**EXTRAIT:**
Suite à l’apparition d’infiltrations dans la véranda, une première expertise judiciaire a eu lieu, confiée à M. [K], lequel a établi l’existence de malfaçons rendant l’ouvrage impropre à sa destination, notamment imputables aux travaux réalisés par la SAS Rad Leaderbat.
Un jugement du tribunal judiciaire de Pau est intervenu le 20 mai 2016.
Selon devis du 22 novembre 2016 et facture du 18 octobre 2017, la SAS Rad Leaderbat a réalisé les travaux de réparation de la véranda, avec dépose globale et remise en place de l’ouvrage avec traitement de l’étanchéité.
Du fait de la persistance des désordres, et par ordonnances des 8 décembre 2021 et 28 janvier 2022, le juge des référés du tribunal judiciaire de Pau a ordonné l’organisation d’une nouvelle mesure d’expertise judiciaire confiée à Mme [N], au contradictoire des entreprises intervenues aux travaux, et de leurs assureurs, dont la SAS Rad Leaderbat et la SMABTP.

**CONSIGNES:**
• a. Relevez toutes les dates citées dans l'extrait sur la véranda.
• b. Répondez à ces questions d'après l'extrait sur la véranda :
(i) Quel tribunal a rendu le jugement du 20 mai 2016 ?
(ii) En quoi ont consisté les travaux de réparation réalisés par la SAS Rad Leaderbat ?
(iii) Quel assureur est nommé parmi les parties à la nouvelle expertise ?
• c. Poursuivez l'extrait sur la véranda à la suite de sa dernière phrase.

(Enregistrements d'une collecte de données)
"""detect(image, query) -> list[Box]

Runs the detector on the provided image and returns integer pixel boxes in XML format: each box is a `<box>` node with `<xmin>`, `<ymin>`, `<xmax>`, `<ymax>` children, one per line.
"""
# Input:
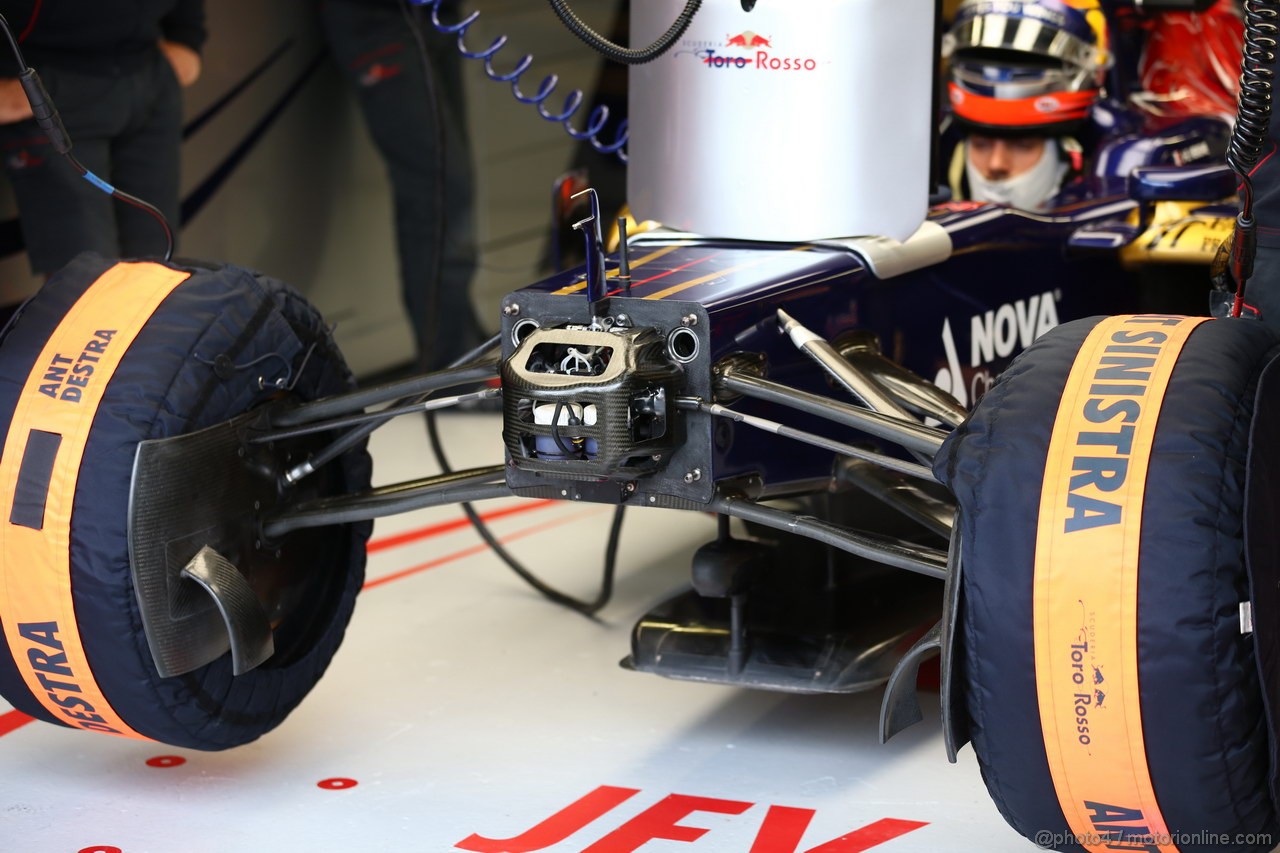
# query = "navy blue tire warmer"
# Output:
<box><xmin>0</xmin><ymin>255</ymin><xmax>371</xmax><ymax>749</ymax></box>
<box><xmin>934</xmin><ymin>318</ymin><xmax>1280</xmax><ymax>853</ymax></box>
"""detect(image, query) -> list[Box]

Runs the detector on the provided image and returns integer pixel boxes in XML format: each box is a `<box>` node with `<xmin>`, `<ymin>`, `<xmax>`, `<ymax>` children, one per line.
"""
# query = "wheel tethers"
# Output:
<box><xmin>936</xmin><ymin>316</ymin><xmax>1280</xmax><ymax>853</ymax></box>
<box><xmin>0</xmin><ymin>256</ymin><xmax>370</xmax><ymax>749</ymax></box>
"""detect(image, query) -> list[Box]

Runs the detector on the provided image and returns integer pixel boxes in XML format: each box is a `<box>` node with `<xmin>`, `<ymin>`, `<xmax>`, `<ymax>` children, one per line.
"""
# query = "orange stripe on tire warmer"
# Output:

**RÉPONSES:**
• a.
20 mai 2016
22 novembre 2016
18 octobre 2017
8 décembre 2021
28 janvier 2022

• b.
(i) Le tribunal judiciaire de Pau.
(ii) En une dépose globale et une remise en place de l'ouvrage, avec traitement de l'étanchéité.
(iii) La SMABTP.

• c.
Par acte de commissaire de justice du 19 mai 2023, la SMABTP a fait assigner la société d’assurance mutuelle Areas Vie, en sa qualité selon elle d’assureur de la SAS Rad Leaderbat à compter du 1er janvier 2013, devant le juge des référés du tribunal judiciaire de Pau aux fins que les opérations d’expertise en cours lui soient déclarées communes et opposables.
La société d’assurance mutuelle Areas Dommages est intervenue volontairement à l’instance.
Par ordonnance contradictoire du 18 octobre 2023 (RG n°23/00164), le juge des référés a :
– ordonné la mise hors de cause de la compagnie Areas Vie,
– constaté l’intervention volontaire de la compagnie Areas Dommages et l’a déclarée recevable,
– débouté la SMABTP de ses demandes,
– condamné la SMABTP à verser à la compagnie Areas Dommages la somme de 1 000 euros sur le fondement de l’article 700 du code de procédure civile,
– rejeté toutes demandes plus amples et contraires,
– condamné la SMABTP aux dépens.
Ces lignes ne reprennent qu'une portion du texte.